| Исходные данные |

"""

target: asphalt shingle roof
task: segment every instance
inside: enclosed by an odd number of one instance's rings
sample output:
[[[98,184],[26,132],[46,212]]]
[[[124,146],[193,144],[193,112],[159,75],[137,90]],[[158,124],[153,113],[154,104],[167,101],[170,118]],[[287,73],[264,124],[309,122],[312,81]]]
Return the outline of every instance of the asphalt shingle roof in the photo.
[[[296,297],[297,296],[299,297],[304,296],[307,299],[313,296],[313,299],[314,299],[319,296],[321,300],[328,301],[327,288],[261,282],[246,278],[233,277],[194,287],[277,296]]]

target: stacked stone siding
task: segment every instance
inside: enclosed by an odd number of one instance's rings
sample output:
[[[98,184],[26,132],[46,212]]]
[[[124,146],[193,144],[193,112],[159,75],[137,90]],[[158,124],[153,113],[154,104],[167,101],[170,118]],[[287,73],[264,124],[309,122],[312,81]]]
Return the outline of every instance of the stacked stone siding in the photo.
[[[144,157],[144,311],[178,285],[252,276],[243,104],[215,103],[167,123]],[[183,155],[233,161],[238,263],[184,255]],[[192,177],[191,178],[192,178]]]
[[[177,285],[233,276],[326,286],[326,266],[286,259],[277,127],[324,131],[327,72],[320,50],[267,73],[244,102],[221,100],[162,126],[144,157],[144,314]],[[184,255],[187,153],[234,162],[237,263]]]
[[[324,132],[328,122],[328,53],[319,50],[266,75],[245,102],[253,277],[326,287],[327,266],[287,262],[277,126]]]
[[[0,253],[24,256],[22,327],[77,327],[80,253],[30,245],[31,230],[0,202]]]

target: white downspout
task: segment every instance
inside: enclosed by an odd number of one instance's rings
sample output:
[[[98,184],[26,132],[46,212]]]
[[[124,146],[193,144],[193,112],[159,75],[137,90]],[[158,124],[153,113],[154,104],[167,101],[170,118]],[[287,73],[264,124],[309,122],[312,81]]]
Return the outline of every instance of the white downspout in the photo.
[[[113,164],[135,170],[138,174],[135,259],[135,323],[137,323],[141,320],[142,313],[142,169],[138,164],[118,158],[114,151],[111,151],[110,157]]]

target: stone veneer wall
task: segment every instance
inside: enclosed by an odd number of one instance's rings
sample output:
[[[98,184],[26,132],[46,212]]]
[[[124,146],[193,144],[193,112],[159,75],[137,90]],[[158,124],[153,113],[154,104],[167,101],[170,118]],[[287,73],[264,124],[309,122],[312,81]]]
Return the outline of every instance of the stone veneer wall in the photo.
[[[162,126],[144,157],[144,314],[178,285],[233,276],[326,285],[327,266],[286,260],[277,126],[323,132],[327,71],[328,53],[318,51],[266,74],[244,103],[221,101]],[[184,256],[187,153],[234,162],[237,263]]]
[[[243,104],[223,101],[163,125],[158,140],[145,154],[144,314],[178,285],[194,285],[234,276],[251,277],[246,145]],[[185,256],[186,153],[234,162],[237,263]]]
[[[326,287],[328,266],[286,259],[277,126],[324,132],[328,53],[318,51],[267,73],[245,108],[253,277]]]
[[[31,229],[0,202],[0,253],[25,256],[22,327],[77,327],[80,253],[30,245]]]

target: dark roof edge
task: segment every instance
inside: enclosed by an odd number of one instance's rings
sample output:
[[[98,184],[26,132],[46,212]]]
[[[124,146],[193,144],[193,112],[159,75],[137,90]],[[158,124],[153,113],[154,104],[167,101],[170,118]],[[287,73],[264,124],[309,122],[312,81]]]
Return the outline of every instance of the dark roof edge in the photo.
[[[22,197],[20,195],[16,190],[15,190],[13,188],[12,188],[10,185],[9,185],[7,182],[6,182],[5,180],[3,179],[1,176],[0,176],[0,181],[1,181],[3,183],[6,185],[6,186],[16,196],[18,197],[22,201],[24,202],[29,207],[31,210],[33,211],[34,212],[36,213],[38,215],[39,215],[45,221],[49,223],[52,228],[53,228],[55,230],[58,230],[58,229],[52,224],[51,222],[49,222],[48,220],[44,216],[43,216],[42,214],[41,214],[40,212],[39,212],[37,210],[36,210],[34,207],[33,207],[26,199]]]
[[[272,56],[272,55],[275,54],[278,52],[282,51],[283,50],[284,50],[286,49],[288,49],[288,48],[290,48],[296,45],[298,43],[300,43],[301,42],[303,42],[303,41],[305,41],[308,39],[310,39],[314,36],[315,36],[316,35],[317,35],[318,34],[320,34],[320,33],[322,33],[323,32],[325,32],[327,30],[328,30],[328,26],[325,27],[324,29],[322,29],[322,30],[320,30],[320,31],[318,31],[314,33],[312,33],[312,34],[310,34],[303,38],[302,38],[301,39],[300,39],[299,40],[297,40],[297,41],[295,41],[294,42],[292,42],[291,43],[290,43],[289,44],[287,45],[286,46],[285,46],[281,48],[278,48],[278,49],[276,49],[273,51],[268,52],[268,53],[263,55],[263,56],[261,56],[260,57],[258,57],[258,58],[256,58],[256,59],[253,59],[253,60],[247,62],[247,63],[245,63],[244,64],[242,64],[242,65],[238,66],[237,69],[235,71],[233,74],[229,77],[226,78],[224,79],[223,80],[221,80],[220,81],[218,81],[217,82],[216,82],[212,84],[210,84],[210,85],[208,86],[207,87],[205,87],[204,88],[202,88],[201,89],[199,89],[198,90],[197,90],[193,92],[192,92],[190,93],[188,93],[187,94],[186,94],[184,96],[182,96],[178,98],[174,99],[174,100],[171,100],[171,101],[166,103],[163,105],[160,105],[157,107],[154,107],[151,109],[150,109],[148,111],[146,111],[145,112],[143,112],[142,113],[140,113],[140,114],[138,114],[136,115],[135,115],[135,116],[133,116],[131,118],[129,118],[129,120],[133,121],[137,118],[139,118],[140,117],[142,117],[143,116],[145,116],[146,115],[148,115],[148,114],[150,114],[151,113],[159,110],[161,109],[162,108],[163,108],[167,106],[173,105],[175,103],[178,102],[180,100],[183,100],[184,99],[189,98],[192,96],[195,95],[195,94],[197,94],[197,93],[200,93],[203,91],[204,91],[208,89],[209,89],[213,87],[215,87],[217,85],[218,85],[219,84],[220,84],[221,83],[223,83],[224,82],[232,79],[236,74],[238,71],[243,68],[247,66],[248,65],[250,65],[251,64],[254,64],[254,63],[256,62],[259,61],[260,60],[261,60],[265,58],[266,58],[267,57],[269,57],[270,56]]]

"""

| Условие задания |
Перепечатайте все приведенные выше строки, не меняя в них ни единого знака.

| Результат выполнения |
target: asphalt shingle roof
task: segment every instance
inside: enclosed by an odd number of one instance's rings
sample output:
[[[98,184],[26,132],[46,212]]]
[[[124,146],[193,144],[193,112],[159,75],[137,90]],[[158,124],[153,113],[154,104],[167,101],[170,118]],[[287,73],[264,124],[309,122],[312,81]]]
Return the outline of every instance of the asphalt shingle roof in the photo.
[[[296,297],[297,296],[299,297],[304,296],[307,299],[313,296],[313,299],[314,299],[319,296],[321,300],[328,301],[327,288],[261,282],[246,278],[233,277],[194,287],[277,296]]]

target: stacked stone siding
task: segment every instance
inside: enclosed by an odd number of one instance's rings
sample output:
[[[98,184],[26,132],[46,212]]]
[[[124,146],[193,144],[193,112],[159,75],[137,90]],[[158,124],[153,113],[154,104],[167,101],[170,118]],[[287,73],[264,124],[309,122],[312,81]]]
Return the outline of every instance of the stacked stone siding in the photo.
[[[144,157],[144,311],[178,285],[252,276],[243,104],[215,103],[167,123]],[[183,155],[233,161],[238,263],[184,255]],[[192,177],[191,178],[192,178]]]
[[[177,285],[233,276],[326,286],[326,266],[286,259],[277,127],[324,131],[327,72],[320,50],[267,73],[244,102],[221,100],[162,126],[144,157],[144,314]],[[184,255],[187,153],[234,162],[237,263]]]
[[[324,132],[328,122],[328,53],[319,50],[266,75],[245,102],[253,277],[326,287],[327,266],[287,262],[277,126]]]
[[[0,253],[24,256],[22,327],[77,327],[80,253],[30,245],[31,230],[0,202]]]

target: white downspout
task: segment every instance
inside: enclosed by an odd number of one instance's rings
sample output:
[[[98,184],[26,132],[46,212]]]
[[[124,146],[193,144],[193,112],[159,75],[137,90]],[[158,124],[153,113],[154,104],[167,101],[170,118]],[[287,73],[264,124],[309,122],[312,81]]]
Return the outline of every instance of the white downspout in the photo.
[[[113,164],[135,170],[138,174],[135,259],[135,323],[137,323],[141,320],[142,313],[142,169],[138,164],[118,158],[114,151],[111,151],[110,157]]]

target: stone veneer wall
task: segment every instance
inside: enclosed by an odd number of one instance's rings
sample output:
[[[98,184],[26,132],[46,212]]]
[[[124,146],[193,144],[193,112],[159,75],[137,90]],[[158,124],[153,113],[154,104],[167,101],[170,118]],[[287,73],[264,124],[309,122],[312,81]]]
Return the outline of every instance of the stone veneer wall in the photo.
[[[162,126],[144,157],[144,314],[178,285],[233,276],[326,285],[327,266],[286,260],[277,126],[323,132],[327,71],[328,53],[318,51],[266,74],[244,103],[221,101]],[[184,256],[187,153],[234,162],[237,263]]]
[[[243,104],[223,101],[163,125],[158,140],[145,154],[144,314],[178,285],[194,285],[234,276],[251,277],[246,145]],[[185,256],[186,153],[234,162],[237,263]]]
[[[326,287],[328,266],[286,259],[277,126],[324,132],[328,53],[318,51],[267,73],[245,108],[253,277]]]
[[[31,229],[0,202],[0,253],[25,256],[22,327],[77,327],[80,253],[30,245]]]

target: dark roof edge
task: segment every instance
inside: enclosed by an odd number of one instance's rings
sample output:
[[[98,184],[26,132],[46,212]]]
[[[124,146],[193,144],[193,112],[159,75],[137,90]],[[158,124],[153,113],[154,104],[167,101],[170,118]],[[287,73],[264,124],[309,122],[312,81]]]
Return the outline of every instance of the dark roof edge in the photo.
[[[22,197],[20,195],[16,190],[15,190],[13,188],[12,188],[10,185],[9,185],[7,182],[6,182],[5,180],[3,179],[1,176],[0,176],[0,181],[1,181],[3,183],[6,185],[6,186],[16,196],[18,197],[22,201],[24,202],[29,207],[31,210],[33,211],[34,212],[36,213],[38,215],[39,215],[45,221],[49,223],[52,228],[53,228],[55,230],[58,230],[58,229],[52,224],[51,222],[49,222],[48,220],[44,216],[43,216],[42,214],[41,214],[40,212],[39,212],[37,210],[36,210],[34,207],[33,207],[26,199]]]
[[[272,56],[272,55],[275,54],[278,52],[282,51],[283,50],[284,50],[286,49],[288,49],[288,48],[290,48],[296,45],[298,43],[300,43],[301,42],[303,42],[303,41],[305,41],[308,39],[310,39],[314,36],[315,36],[316,35],[317,35],[318,34],[320,34],[320,33],[322,33],[323,32],[325,32],[327,30],[328,30],[328,26],[325,27],[324,29],[322,29],[322,30],[320,30],[320,31],[318,31],[314,33],[312,33],[312,34],[310,34],[303,38],[302,38],[301,39],[300,39],[299,40],[297,40],[297,41],[295,41],[294,42],[292,42],[291,43],[290,43],[289,44],[287,45],[286,46],[285,46],[281,48],[278,48],[278,49],[276,49],[273,51],[268,52],[268,53],[263,55],[263,56],[261,56],[260,57],[258,57],[258,58],[256,58],[256,59],[253,59],[253,60],[247,62],[247,63],[245,63],[244,64],[242,64],[242,65],[238,66],[237,69],[235,71],[233,74],[229,77],[226,78],[224,79],[223,80],[221,80],[220,81],[218,81],[217,82],[216,82],[212,84],[210,84],[210,85],[208,86],[207,87],[205,87],[204,88],[202,88],[201,89],[199,89],[198,90],[197,90],[193,92],[192,92],[190,93],[188,93],[187,94],[186,94],[184,96],[182,96],[178,98],[174,99],[174,100],[171,100],[171,101],[166,103],[163,105],[160,105],[157,107],[154,107],[151,109],[150,109],[148,111],[146,111],[145,112],[143,112],[142,113],[140,113],[140,114],[138,114],[136,115],[135,115],[135,116],[133,116],[131,118],[129,118],[129,120],[133,121],[137,118],[139,118],[140,117],[142,117],[143,116],[145,116],[146,115],[148,115],[148,114],[150,114],[151,113],[159,110],[161,109],[162,108],[163,108],[167,106],[173,105],[175,103],[178,102],[180,100],[183,100],[184,99],[189,98],[192,96],[195,95],[195,94],[197,94],[197,93],[200,93],[203,91],[204,91],[208,89],[209,89],[213,87],[215,87],[217,85],[218,85],[219,84],[220,84],[221,83],[223,83],[224,82],[232,79],[236,74],[238,71],[243,68],[247,66],[248,65],[250,65],[251,64],[254,64],[254,63],[256,62],[259,61],[260,60],[261,60],[265,58],[266,58],[267,57],[269,57],[270,56]]]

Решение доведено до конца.